Data entries.

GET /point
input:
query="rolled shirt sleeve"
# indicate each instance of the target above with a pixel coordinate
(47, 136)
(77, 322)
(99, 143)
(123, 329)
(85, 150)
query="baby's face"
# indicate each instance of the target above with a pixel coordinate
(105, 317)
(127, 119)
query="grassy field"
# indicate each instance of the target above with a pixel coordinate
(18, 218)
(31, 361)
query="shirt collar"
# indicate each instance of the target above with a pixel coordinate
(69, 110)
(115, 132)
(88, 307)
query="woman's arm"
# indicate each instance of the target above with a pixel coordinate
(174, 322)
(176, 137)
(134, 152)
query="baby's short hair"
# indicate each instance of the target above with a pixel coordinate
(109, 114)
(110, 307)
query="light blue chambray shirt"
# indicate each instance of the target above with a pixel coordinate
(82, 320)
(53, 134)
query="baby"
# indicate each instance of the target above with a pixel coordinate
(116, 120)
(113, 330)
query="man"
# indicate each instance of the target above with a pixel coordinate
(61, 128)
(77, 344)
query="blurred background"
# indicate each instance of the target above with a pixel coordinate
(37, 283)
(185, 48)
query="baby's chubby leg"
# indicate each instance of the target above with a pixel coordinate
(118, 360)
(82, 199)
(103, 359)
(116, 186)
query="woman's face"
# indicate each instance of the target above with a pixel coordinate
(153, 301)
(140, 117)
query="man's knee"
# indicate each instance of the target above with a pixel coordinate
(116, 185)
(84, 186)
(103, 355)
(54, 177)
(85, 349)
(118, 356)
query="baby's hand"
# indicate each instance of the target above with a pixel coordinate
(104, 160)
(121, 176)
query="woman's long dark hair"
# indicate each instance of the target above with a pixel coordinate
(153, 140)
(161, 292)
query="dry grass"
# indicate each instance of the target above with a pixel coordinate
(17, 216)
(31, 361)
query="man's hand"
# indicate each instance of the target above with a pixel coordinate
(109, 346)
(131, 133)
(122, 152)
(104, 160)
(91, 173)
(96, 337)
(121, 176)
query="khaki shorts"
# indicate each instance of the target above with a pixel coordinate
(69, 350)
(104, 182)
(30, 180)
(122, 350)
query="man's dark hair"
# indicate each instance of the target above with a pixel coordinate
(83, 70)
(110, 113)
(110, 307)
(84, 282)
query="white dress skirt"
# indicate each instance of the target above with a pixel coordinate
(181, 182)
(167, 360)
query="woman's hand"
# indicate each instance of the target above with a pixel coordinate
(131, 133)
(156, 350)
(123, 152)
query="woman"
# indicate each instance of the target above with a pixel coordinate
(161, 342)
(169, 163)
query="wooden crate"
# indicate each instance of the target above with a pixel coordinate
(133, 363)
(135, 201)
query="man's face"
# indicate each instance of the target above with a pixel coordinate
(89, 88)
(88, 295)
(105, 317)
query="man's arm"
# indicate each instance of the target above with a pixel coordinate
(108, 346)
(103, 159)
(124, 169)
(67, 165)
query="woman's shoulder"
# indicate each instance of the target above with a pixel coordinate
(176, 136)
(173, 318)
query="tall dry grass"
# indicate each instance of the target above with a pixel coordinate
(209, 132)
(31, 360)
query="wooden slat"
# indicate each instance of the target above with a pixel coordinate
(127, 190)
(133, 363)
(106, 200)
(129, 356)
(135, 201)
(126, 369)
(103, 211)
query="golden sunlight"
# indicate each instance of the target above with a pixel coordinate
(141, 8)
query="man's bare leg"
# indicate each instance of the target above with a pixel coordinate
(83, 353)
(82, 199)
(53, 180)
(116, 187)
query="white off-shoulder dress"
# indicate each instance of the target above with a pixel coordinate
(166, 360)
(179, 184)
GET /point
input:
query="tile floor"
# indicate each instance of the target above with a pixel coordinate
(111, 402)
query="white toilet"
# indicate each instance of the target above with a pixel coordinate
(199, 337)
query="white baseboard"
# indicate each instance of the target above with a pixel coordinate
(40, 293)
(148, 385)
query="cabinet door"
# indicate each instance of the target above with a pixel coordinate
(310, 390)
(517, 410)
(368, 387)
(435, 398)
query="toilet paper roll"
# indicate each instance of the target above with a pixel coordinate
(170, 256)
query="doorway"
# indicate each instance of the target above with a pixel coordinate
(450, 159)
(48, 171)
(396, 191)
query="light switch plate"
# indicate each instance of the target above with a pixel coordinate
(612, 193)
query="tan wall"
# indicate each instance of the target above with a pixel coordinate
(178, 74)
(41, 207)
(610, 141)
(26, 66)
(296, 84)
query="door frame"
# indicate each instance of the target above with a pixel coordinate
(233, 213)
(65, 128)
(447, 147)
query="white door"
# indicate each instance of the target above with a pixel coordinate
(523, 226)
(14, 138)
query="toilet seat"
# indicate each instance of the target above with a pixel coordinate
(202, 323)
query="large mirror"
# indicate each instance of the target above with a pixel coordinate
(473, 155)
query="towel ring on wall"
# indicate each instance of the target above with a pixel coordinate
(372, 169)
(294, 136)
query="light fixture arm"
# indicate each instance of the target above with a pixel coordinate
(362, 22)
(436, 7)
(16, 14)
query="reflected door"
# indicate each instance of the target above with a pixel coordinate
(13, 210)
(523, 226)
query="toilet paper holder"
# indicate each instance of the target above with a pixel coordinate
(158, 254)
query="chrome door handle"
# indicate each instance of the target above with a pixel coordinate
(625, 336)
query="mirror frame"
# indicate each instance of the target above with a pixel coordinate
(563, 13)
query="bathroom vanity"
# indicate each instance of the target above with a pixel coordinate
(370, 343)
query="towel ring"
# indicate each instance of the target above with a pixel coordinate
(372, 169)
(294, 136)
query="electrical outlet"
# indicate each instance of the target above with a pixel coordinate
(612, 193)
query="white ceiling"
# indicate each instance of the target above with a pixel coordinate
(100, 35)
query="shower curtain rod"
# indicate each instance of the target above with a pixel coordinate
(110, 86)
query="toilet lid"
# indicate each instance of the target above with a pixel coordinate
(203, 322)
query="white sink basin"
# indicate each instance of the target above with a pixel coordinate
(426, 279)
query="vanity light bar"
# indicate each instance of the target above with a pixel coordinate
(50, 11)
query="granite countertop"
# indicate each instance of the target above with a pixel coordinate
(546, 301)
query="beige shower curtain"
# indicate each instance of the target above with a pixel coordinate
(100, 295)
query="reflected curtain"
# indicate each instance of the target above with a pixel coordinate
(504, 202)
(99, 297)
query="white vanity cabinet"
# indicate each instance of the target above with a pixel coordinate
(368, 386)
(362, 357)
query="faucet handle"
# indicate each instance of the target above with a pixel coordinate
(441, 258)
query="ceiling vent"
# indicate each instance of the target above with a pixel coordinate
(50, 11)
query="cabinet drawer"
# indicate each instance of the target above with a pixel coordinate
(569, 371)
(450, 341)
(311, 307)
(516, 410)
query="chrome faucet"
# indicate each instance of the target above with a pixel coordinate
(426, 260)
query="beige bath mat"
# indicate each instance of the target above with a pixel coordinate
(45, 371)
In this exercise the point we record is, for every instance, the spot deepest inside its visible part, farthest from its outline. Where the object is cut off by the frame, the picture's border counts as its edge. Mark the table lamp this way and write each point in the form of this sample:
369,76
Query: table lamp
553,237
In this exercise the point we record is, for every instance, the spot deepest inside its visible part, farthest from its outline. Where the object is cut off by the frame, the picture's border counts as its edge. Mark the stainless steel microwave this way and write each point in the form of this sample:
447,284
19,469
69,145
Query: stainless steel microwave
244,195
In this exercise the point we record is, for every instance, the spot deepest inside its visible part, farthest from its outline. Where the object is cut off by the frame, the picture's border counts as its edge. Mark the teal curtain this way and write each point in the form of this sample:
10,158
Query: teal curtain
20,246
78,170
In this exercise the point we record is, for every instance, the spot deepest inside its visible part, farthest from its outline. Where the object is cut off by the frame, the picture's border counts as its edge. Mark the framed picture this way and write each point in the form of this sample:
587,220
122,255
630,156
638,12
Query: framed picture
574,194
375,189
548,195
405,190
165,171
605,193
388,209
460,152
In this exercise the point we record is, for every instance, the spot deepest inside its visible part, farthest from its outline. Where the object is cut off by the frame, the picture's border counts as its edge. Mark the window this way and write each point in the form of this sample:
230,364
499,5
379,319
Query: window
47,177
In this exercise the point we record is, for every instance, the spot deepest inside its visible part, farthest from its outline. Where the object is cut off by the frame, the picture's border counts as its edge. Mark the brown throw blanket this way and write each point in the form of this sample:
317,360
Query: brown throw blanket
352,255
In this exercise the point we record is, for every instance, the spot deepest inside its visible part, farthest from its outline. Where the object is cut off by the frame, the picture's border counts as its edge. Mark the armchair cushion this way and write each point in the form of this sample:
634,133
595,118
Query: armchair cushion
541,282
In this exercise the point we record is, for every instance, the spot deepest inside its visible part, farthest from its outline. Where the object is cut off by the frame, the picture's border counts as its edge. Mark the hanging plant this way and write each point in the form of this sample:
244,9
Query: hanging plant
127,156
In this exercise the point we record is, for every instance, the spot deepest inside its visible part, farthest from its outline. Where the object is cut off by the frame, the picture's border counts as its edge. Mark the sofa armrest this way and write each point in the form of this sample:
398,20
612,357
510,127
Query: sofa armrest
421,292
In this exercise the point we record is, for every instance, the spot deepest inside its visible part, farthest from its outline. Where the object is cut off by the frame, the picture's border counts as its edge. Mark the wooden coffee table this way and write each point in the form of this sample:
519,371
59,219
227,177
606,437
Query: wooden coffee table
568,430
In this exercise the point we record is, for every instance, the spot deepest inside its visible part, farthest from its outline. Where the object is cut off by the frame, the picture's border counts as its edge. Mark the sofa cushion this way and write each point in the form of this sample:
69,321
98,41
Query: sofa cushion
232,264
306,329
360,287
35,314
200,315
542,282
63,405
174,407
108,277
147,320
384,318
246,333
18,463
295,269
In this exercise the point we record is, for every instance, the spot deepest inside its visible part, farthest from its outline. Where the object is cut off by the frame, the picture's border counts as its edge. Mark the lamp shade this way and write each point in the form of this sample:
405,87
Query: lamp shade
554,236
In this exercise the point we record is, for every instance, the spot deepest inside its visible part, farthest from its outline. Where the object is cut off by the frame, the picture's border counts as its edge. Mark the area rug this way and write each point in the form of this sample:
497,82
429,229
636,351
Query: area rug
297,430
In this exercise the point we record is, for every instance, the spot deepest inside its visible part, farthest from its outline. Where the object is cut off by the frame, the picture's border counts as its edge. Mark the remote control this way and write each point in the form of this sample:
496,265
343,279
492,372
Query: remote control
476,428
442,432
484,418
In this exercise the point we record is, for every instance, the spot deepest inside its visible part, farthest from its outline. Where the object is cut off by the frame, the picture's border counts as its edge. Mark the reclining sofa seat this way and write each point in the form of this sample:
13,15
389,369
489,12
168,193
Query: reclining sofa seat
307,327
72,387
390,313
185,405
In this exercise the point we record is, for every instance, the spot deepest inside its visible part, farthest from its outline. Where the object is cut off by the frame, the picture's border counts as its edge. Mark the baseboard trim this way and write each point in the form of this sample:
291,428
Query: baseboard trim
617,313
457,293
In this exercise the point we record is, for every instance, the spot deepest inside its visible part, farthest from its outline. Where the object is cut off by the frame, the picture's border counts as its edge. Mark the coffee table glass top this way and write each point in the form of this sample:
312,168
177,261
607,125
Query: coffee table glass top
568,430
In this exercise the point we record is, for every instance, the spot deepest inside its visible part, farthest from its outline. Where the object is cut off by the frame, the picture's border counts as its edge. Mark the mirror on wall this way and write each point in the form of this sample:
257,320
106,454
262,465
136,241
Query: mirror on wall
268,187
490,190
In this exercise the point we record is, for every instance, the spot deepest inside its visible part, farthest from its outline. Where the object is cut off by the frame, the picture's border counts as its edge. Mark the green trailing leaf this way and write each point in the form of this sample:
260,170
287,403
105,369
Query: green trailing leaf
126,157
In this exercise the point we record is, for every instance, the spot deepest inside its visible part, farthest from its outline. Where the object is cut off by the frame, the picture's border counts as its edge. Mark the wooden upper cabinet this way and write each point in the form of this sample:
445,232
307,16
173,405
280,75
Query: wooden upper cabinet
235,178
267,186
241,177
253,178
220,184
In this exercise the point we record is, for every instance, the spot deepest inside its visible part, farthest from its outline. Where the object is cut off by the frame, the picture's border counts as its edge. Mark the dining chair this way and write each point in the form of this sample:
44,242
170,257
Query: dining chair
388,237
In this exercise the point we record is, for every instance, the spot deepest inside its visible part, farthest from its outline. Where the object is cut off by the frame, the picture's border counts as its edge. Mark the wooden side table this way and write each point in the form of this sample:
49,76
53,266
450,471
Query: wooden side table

PROBLEM TO SOLVE. Your task is to extract the lines running from the one with "Mark the mirror" to the end of the material, inclusive, copying each exactly and adding nothing.

CORRECT RESPONSE.
In this exercise the point we record is, for every instance, the spot deepest inside its visible part, farthest from its outline. Where the object is cut off by the frame, the picture's border counts as its edge. Mark the mirror on wall this way and write each point in the form of this sample:
257,320
106,454
262,465
136,241
Query: mirror on wall
268,187
490,190
In this exercise the point we record is, for every instance, the spot deepest inside its visible part, farthest from its outline. Where the object is cut off by the frame, the picture's border counts as its edge. Mark the green trailing leaf this way and write each point in the form of this sample:
260,170
287,403
105,369
Query: green trailing leaf
126,157
In this exercise the point we record is, for every instance, the spot deepest inside its visible part, farthest from its outline. Where the object is cut off by the frame, the picture's border counts as its edge. Mark the wooden upper cabinet this way and write each point in the form of this sample:
445,232
307,16
173,405
280,75
Query: wooden upper cabinet
235,178
267,186
241,177
253,178
220,184
In this exercise the point we record is, for every instance, the spot deepest inside its visible part, farthest from its outline. Where the object is cut off by the frame, the picture's border counts as its edge. Mark the dining chair this way and write each point in the form of this sample:
44,242
170,257
Query: dining chair
388,237
In this exercise the point we record is, for every instance, the spot deepest inside its visible part, farthest from its outline. Where the object is cut off by the frame, the picture's border counts as its edge. Mark the wooden side table this way and write each point in the form of this sample:
49,76
53,266
450,471
Query: wooden side table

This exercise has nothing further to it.